EXTRACT PROVIDED
** BEGIN **
Under certain conditions, a derivative may be designated as a hedge of (1)
potential changes in the fair value of an asset or liability or firm commitment,
(2) the foreign currency exposure of a forecasted transaction, or (3) the
foreign currency exposure of the net investment in a foreign operation. The
accounting for changes in the fair value of a derivative instrument depends on
the intended use of the derivative and the resulting designation. The statement
is effective for all fiscal quarters of fiscal years beginning after June 15,
1999. The Company's derivative activities are currently limited to entering into
forward contracts to hedge potential changes in the fair value of its
receivables denominated in certain foreign currencies.


(4) - SUBSEQUENT EVENT

    In November 1998, the Board of Directors authorized management of the
Company to repurchase up to 500,000 shares of the Company's common stock. No
shares have been repurchased to date.

    In October 1998, the Company announced a strategic partnership with the 
University of Iowa in which component-level durability sensitivity analysis 
technology developed by the University will be integrated with the Company's 
ADAMS virtual prototyping software to provide system-level durability design 
sensitivity analysis capabilities. In connection with the transaction, the 
Company expects to report a one-time charge in the fourth quarter of 1998 of 
$400,000, associated with the write-off of in-process research and development 
acquired from the University. The purchase price will be allocated to 
in-process research and development as the software has not reached 
technological feasibility and no other tangible or intangible assets have been 
identified.



                                       7
<PAGE>   8


ITEM 2.  MANAGEMENT'S DISCUSSION AND ANALYSIS Of FINANCIAL CONDITION AND 
         RESULTS OF OPERATIONS

    The following discussion provides an analysis of the Company's financial
condition and results of operations, and should be read in conjunction with the
Company's condensed consolidated financial statements and the notes thereto
included in Item 1 of this Form 10-Q.

OVERVIEW

    The Company develops, markets and supports virtual prototyping solutions.
The Company's virtual prototyping software allows the engineer or designer to
design a complete product by simulating, both visually and mathematically, a
product in motion. The Company's principal software product, ADAMS Full
Simulation Package, is used by customers to simulate mechanical systems. The
Company's revenue has in the past been, and is expected in the future to be,
derived primarily from its ADAMS Full Simulation Package and related software
products and services.

FORWARD-LOOKING INFORMATION IS SUBJECT TO RISK AND UNCERTAINTY

    Except for the historical information contained in this report, the matters
herein contain "forward-looking" statements (as defined in the Private
Securities Litigation Reform Act of 1995) that involve risk and uncertainty.
** END **
SUPPLIED INFORMATION
** BEGIN **
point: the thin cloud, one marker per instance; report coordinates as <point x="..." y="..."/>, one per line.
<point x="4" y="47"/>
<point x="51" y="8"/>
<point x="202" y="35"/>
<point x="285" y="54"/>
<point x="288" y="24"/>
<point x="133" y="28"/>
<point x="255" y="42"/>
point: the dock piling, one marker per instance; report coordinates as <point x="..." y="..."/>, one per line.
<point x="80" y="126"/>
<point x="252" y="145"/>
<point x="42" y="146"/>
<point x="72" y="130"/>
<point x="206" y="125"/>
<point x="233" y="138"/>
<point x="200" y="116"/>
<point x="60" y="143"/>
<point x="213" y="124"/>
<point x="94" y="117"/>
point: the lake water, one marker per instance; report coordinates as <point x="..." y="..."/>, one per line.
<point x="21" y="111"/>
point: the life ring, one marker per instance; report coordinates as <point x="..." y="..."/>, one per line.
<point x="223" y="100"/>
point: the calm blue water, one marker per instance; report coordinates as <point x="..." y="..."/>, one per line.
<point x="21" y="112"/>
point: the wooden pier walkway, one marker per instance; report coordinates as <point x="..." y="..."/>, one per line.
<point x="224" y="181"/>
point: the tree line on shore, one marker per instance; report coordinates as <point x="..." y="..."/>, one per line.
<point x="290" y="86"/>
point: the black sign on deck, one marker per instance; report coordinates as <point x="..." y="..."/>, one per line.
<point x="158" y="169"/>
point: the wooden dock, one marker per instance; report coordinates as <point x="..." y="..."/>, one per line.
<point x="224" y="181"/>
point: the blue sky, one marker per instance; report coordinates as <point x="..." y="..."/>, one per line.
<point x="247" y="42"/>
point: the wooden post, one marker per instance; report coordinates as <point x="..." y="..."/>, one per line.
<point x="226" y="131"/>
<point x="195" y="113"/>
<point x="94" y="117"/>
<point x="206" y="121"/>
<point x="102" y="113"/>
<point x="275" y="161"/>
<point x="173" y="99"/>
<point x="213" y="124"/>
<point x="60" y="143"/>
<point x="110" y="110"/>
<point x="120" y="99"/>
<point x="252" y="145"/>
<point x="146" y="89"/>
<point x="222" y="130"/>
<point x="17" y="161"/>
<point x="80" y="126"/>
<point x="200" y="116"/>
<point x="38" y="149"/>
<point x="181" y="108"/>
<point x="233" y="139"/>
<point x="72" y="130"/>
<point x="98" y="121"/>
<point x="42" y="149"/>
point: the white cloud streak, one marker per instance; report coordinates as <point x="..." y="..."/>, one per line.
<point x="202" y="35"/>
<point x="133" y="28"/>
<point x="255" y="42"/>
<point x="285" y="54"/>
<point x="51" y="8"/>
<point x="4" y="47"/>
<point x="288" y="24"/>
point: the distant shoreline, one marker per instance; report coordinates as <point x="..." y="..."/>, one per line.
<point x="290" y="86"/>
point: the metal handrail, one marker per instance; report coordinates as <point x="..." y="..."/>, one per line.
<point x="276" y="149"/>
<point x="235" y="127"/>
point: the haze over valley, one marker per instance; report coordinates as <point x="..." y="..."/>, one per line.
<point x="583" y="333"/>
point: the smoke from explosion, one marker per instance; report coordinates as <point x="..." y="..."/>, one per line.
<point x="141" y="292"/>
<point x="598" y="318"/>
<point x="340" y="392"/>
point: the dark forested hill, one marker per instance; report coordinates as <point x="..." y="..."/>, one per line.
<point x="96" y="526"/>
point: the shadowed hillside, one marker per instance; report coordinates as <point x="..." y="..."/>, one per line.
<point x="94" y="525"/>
** END **
INSTRUCTIONS
1 > List every exposure that, according to the financial report extract, a derivative may be designated as a hedge of under certain conditions.
2 > Reproduce word for word everything in the financial report extract from "Except for the" down to "risk and uncertainty.".

WRITTEN ANSWERS
1 >
1. Potential changes in the fair value of an asset or liability or firm commitment
2. The foreign currency exposure of a forecasted transaction
3. The foreign currency exposure of the net investment in a foreign operation

2 >
Except for the historical information contained in this report, the matters
herein contain "forward-looking" statements (as defined in the Private
Securities Litigation Reform Act of 1995) that involve risk and uncertainty.